Compito 1: Quali righe contengono la parola "wetsuit"? Trovale e copiale tutte, tenendo conto delle maiuscole e delle minuscole.

--- --- ---

Anche al tempo di Gesù, a dire il vero, succedeva la stessa cosa: non tutti i suoi ascoltatori erano entusiasti del suo progetto di vita. In molte persone sorgevano non pochi dubbi, interrogativi, perplessità e dato il fatto che Gesù insisteva proprio sulla “vita interiore”, sulla vita dell’anima, sui desideri profondi del cuore umano. Era ragionevole seguirlo? Dove voleva portare? Non era una pazzia fidarsi di un sedicente “maestro” di fede che, oltre tutto, non contava nulla ed era emarginato quanto loro? Sono le domande, o almeno alcune domande, di quella povera gente della Galilea, esclusa da tutto, talvolta anche dalla religione ufficiale. Ma sono anche le domande,- badiamo bene -, di tutti coloro che incontrano Gesù ad un livello un po’ profondo. E così Gesù raccontò ( e racconta anche a noi) due brevi parabole per “sedurre”, in senso buono, coloro che restavano indifferenti. Voleva, in altre parole, seminare in tutti (e anche dentro di noi) un interrogativo decisivo e fulmineo: non ci sarà nella vita un “segreto” che non abbiamo ancora scoperto? Abbiamo scoperto che cosa significa per noi la vita di Dio? Al di là del fatto che sentiamo parlare di questo Dio da tante bocche religiose, troppo religiose al punto da ridurlo ad una sorta di Babbo buono? Conosciamo in profondità questa presenza che, in apparenza, non si lascia vedere, ma che è scritta, a lettere di fuoco, nel campo misterioso del nostro essere e vivere? E che ci inquieta, anche se dolcemente, ci segue e quasi ci attira, nostro malgrado? Bisognerebbe leggere e rileggere, a questo proposito, le straordinarie Confessioni di sant’Agostino, - che non era affatto un ingenuo della bell’acqua o un improvvisato opinionista in vena di saggezza per dirci che “tutto andrà bene” -, per convincersi che, alla fin fine, siamo costretti a fare i conti con questa Presenza di Dio nella parte più nascosta e più inafferrabile del nostro cuore. Un mistero nel mistero della nostra povera esistenza!

--- --- ---

Compito 2: Riscrivi per intero, senza alcuna modifica, il brano su Gesù e le sue parabole.

Voci da una fonte di dati:
--- --- ---

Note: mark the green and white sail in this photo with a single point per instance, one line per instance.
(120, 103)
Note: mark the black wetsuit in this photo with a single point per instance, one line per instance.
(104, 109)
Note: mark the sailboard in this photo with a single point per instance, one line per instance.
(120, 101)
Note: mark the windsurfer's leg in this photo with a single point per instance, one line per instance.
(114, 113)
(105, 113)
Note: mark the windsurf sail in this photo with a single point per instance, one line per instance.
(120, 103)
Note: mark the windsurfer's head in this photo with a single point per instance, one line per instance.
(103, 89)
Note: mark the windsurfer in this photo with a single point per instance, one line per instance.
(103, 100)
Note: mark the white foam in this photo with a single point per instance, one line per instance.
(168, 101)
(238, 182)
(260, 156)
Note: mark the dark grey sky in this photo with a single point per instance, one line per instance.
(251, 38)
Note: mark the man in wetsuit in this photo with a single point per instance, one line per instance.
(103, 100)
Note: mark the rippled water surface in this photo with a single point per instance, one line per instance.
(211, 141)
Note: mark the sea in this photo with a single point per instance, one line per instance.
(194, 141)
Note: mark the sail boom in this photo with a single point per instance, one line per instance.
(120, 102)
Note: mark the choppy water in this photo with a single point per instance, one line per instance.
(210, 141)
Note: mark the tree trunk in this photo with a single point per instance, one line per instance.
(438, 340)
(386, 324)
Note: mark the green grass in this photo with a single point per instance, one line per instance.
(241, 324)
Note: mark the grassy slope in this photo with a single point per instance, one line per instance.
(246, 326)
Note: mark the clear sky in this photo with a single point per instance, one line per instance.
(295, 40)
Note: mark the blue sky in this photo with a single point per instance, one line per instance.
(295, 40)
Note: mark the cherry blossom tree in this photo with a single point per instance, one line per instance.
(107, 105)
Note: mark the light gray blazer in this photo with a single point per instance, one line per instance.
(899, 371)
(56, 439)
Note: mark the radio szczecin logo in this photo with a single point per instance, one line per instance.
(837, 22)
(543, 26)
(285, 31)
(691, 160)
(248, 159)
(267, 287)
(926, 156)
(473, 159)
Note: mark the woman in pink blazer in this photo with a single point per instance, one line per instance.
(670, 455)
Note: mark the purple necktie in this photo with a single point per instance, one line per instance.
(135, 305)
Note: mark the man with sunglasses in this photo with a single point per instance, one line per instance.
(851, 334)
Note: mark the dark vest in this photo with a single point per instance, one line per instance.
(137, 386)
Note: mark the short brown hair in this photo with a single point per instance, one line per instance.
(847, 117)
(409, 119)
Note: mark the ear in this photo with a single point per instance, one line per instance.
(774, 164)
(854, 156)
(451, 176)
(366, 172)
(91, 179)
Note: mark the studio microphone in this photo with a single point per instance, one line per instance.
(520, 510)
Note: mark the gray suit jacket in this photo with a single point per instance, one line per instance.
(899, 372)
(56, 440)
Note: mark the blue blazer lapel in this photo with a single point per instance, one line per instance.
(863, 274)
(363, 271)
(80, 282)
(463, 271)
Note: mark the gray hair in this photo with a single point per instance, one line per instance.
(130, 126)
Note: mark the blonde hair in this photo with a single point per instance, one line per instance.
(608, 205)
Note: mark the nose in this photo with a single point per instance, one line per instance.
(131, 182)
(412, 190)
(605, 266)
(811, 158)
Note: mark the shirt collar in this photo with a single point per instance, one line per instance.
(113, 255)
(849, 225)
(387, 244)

--- --- ---

Risposta 1:
Note: mark the black wetsuit in this photo with a single point per instance, one line per instance.
Note: mark the man in wetsuit in this photo with a single point per instance, one line per instance.

Risposta 2:
Anche al tempo di Gesù, a dire il vero, succedeva la stessa cosa: non tutti i suoi ascoltatori erano entusiasti del suo progetto di vita. In molte persone sorgevano non pochi dubbi, interrogativi, perplessità e dato il fatto che Gesù insisteva proprio sulla “vita interiore”, sulla vita dell’anima, sui desideri profondi del cuore umano. Era ragionevole seguirlo? Dove voleva portare? Non era una pazzia fidarsi di un sedicente “maestro” di fede che, oltre tutto, non contava nulla ed era emarginato quanto loro? Sono le domande, o almeno alcune domande, di quella povera gente della Galilea, esclusa da tutto, talvolta anche dalla religione ufficiale. Ma sono anche le domande,- badiamo bene -, di tutti coloro che incontrano Gesù ad un livello un po’ profondo. E così Gesù raccontò ( e racconta anche a noi) due brevi parabole per “sedurre”, in senso buono, coloro che restavano indifferenti. Voleva, in altre parole, seminare in tutti (e anche dentro di noi) un interrogativo decisivo e fulmineo: non ci sarà nella vita un “segreto” che non abbiamo ancora scoperto? Abbiamo scoperto che cosa significa per noi la vita di Dio? Al di là del fatto che sentiamo parlare di questo Dio da tante bocche religiose, troppo religiose al punto da ridurlo ad una sorta di Babbo buono? Conosciamo in profondità questa presenza che, in apparenza, non si lascia vedere, ma che è scritta, a lettere di fuoco, nel campo misterioso del nostro essere e vivere? E che ci inquieta, anche se dolcemente, ci segue e quasi ci attira, nostro malgrado? Bisognerebbe leggere e rileggere, a questo proposito, le straordinarie Confessioni di sant’Agostino, - che non era affatto un ingenuo della bell’acqua o un improvvisato opinionista in vena di saggezza per dirci che “tutto andrà bene” -, per convincersi che, alla fin fine, siamo costretti a fare i conti con questa Presenza di Dio nella parte più nascosta e più inafferrabile del nostro cuore. Un mistero nel mistero della nostra povera esistenza!